(What needs to be done): Your output should be the lines from the one containing "y=169. Target: milk" through the end of the listing, exact and inclusive, with no pictures.

(Records for the task):
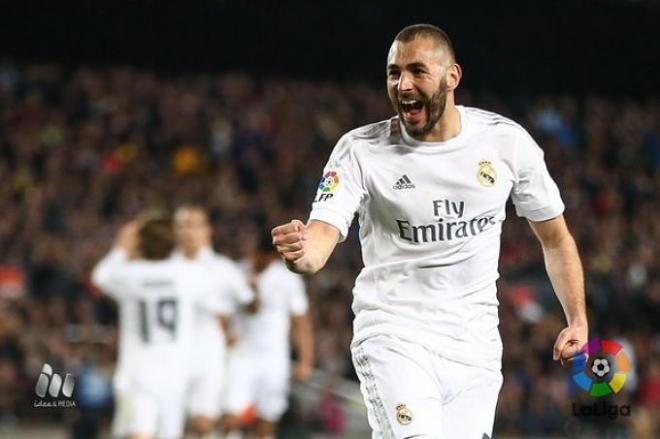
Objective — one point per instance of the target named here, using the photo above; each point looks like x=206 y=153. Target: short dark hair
x=155 y=236
x=423 y=30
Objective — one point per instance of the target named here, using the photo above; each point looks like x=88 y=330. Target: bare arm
x=305 y=248
x=303 y=339
x=564 y=268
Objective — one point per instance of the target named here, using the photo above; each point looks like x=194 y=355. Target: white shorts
x=258 y=379
x=159 y=412
x=206 y=387
x=410 y=390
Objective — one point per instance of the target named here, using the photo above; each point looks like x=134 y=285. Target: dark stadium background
x=569 y=71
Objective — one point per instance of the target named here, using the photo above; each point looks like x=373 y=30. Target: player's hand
x=289 y=240
x=127 y=237
x=302 y=372
x=569 y=344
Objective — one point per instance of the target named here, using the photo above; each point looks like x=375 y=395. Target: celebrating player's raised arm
x=562 y=263
x=305 y=248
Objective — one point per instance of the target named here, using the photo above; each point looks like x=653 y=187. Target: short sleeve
x=340 y=191
x=535 y=195
x=298 y=304
x=107 y=273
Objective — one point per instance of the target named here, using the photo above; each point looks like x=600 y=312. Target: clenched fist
x=289 y=240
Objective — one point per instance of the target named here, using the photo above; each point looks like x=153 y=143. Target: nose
x=405 y=82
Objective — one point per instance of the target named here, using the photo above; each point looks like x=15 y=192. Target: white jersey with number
x=281 y=295
x=430 y=217
x=158 y=303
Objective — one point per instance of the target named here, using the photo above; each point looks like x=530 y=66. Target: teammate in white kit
x=429 y=187
x=158 y=298
x=207 y=365
x=260 y=365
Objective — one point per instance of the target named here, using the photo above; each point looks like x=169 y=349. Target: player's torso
x=268 y=329
x=431 y=200
x=157 y=319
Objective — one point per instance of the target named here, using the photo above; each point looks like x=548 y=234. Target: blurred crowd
x=84 y=150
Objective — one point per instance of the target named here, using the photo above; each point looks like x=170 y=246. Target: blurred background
x=107 y=108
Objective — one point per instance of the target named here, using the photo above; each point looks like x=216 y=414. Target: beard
x=434 y=105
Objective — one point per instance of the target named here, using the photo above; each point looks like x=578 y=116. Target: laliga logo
x=602 y=369
x=327 y=185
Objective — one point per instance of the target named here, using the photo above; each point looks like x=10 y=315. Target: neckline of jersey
x=447 y=145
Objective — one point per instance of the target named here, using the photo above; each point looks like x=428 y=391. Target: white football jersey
x=158 y=305
x=233 y=292
x=281 y=295
x=430 y=216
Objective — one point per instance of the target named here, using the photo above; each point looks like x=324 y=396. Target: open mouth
x=412 y=108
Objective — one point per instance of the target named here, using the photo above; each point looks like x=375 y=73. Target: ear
x=453 y=76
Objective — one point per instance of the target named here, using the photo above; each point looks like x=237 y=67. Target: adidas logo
x=403 y=183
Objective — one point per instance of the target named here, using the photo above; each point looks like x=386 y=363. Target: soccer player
x=193 y=235
x=158 y=300
x=429 y=187
x=260 y=366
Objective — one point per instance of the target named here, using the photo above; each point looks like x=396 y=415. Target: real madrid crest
x=403 y=414
x=486 y=174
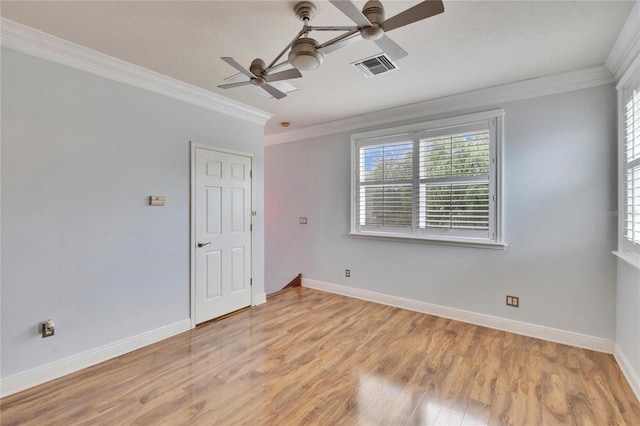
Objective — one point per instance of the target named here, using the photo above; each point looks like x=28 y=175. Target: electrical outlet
x=48 y=328
x=513 y=301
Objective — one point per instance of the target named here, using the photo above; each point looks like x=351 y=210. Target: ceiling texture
x=472 y=45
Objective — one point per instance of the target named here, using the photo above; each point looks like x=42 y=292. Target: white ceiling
x=472 y=45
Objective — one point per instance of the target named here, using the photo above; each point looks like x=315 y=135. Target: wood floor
x=308 y=357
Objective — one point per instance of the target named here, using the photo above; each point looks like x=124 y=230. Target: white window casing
x=629 y=165
x=437 y=181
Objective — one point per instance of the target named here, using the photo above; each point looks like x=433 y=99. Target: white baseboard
x=526 y=329
x=629 y=373
x=37 y=376
x=260 y=298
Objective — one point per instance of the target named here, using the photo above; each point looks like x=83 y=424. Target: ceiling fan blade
x=390 y=47
x=340 y=44
x=273 y=91
x=352 y=12
x=416 y=13
x=230 y=85
x=237 y=66
x=283 y=75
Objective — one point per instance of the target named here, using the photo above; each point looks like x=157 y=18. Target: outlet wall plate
x=513 y=301
x=47 y=331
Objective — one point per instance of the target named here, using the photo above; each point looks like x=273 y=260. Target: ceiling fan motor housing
x=304 y=55
x=374 y=11
x=257 y=67
x=305 y=11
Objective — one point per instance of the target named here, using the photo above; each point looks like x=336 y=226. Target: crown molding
x=489 y=97
x=627 y=46
x=36 y=43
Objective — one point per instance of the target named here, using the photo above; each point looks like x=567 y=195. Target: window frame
x=629 y=82
x=415 y=133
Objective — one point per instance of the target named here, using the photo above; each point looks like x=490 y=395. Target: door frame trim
x=192 y=221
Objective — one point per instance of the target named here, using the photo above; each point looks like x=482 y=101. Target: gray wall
x=80 y=156
x=628 y=314
x=559 y=178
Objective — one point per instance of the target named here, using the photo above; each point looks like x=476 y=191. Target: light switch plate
x=157 y=200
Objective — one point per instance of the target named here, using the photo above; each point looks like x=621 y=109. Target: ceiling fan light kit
x=306 y=53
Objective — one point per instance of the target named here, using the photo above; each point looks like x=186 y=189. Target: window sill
x=460 y=242
x=631 y=258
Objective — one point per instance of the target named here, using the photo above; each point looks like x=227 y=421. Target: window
x=436 y=181
x=630 y=222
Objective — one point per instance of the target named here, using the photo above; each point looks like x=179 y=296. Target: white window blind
x=631 y=125
x=386 y=177
x=432 y=181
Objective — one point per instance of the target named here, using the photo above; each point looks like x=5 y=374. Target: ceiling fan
x=372 y=24
x=259 y=76
x=306 y=53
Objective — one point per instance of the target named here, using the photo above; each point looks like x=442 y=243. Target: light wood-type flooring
x=309 y=357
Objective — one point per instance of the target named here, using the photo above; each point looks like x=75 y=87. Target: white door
x=222 y=233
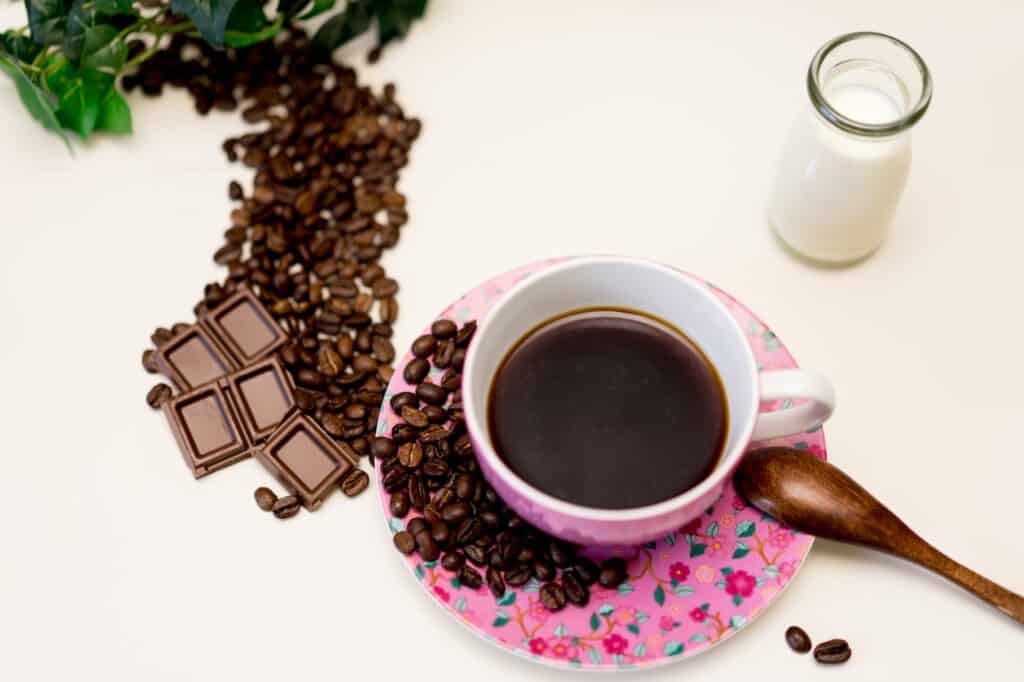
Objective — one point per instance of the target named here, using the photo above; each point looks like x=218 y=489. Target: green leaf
x=39 y=102
x=210 y=16
x=343 y=27
x=47 y=19
x=741 y=551
x=320 y=6
x=745 y=528
x=115 y=116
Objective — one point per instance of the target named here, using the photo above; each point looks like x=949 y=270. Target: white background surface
x=643 y=128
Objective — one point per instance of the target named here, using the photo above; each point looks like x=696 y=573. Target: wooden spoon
x=814 y=497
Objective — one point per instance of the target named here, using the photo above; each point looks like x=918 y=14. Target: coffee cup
x=684 y=302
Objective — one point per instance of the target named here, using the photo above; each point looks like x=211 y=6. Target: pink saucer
x=687 y=592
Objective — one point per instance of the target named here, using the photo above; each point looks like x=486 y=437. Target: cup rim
x=476 y=424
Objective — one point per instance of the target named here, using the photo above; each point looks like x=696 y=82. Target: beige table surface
x=643 y=128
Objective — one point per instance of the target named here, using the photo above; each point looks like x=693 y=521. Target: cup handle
x=797 y=384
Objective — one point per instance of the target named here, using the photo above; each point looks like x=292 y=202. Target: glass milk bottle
x=847 y=157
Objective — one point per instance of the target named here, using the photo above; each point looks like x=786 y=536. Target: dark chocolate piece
x=206 y=427
x=245 y=328
x=305 y=460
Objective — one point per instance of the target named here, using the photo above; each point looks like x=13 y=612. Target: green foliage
x=66 y=61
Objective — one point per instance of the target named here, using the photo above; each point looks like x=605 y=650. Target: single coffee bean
x=426 y=546
x=404 y=542
x=443 y=329
x=798 y=639
x=417 y=524
x=286 y=507
x=411 y=454
x=355 y=482
x=576 y=591
x=518 y=574
x=264 y=498
x=553 y=596
x=424 y=346
x=453 y=561
x=158 y=395
x=612 y=572
x=414 y=416
x=470 y=578
x=431 y=393
x=416 y=371
x=833 y=651
x=586 y=570
x=495 y=583
x=399 y=505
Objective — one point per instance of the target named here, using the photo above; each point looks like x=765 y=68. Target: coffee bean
x=416 y=371
x=495 y=583
x=158 y=395
x=453 y=561
x=286 y=507
x=798 y=639
x=469 y=578
x=576 y=591
x=411 y=454
x=443 y=329
x=612 y=572
x=426 y=546
x=355 y=482
x=399 y=505
x=552 y=596
x=833 y=651
x=404 y=542
x=264 y=498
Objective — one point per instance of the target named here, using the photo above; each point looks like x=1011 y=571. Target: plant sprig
x=66 y=61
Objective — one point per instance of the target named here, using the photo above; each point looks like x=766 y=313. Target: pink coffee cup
x=671 y=295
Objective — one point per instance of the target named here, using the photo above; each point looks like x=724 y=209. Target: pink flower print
x=561 y=647
x=740 y=583
x=679 y=571
x=781 y=538
x=615 y=644
x=692 y=527
x=705 y=573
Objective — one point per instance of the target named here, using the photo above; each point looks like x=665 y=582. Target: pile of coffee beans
x=431 y=472
x=307 y=238
x=832 y=651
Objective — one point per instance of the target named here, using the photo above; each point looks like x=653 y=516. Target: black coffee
x=608 y=409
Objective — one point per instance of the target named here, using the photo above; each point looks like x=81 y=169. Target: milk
x=836 y=192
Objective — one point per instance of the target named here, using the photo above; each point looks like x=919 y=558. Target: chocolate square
x=305 y=460
x=245 y=328
x=194 y=357
x=263 y=396
x=206 y=427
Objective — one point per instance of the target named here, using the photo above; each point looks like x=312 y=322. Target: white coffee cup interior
x=680 y=299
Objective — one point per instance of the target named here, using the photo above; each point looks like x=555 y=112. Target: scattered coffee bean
x=158 y=395
x=833 y=651
x=798 y=639
x=286 y=507
x=265 y=498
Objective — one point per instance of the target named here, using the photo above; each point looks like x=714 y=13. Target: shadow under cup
x=682 y=300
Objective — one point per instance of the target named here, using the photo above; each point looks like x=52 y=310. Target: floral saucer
x=685 y=593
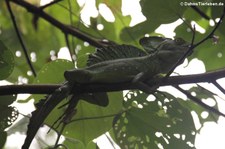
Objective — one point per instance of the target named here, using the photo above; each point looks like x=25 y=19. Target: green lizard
x=113 y=64
x=165 y=54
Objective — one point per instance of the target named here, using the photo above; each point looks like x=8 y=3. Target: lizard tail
x=41 y=113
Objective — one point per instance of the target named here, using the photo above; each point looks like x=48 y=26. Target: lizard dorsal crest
x=114 y=52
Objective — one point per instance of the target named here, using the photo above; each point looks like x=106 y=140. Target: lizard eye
x=179 y=41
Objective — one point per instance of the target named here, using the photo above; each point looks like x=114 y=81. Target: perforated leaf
x=154 y=123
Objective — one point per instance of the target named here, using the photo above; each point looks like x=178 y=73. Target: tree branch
x=20 y=38
x=66 y=29
x=82 y=88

(Exercise answer):
Objective — one point per instance of the target named here, using the photo above; each point looks like x=81 y=169. Target: milk
x=836 y=192
Objective — one point per instance of the target named here, using the photo above; each point looks like x=919 y=558. Target: chocolate square
x=305 y=460
x=245 y=328
x=194 y=357
x=263 y=396
x=206 y=427
Objective — one point per instance of the target named here, using the photo above; each point looks like x=312 y=322. Target: white coffee cup interior
x=680 y=299
Objective — one point per instance of the target named here, using the photo above; each point looks like x=555 y=112. Target: scattered coffee bean
x=158 y=395
x=833 y=651
x=798 y=639
x=286 y=507
x=265 y=498
Objective — one point per instance of the target named here, using the photo above; each point looks like x=714 y=13. Target: shadow under cup
x=682 y=300
Objective — one point per instance of the target named here, using the photo above; each point looks like x=52 y=310. Target: floral saucer
x=685 y=593
Objective — one point per instance of the target named here, using the photo above; each point looks like x=25 y=19. Target: green lizard
x=113 y=64
x=165 y=54
Objective — one point per instance of the target named here, using the photo above; each point looks like x=8 y=3. Target: lizard tail
x=41 y=113
Objective — one point per instance of the target named here, using the photo above; each point looks like x=48 y=26. Target: lizard dorsal crest
x=114 y=52
Objective — one point per instance of the target named here, using the photo above; each point looks like x=106 y=140. Target: lizard eye
x=179 y=41
Objective — one point per instance of the target named here, using the photo above; each point looks like x=114 y=81. Target: perforated leaf
x=154 y=123
Objective — one point per instance of the target named here, using the photo above; each point looks like x=178 y=73. Target: tree branch
x=20 y=38
x=66 y=29
x=82 y=88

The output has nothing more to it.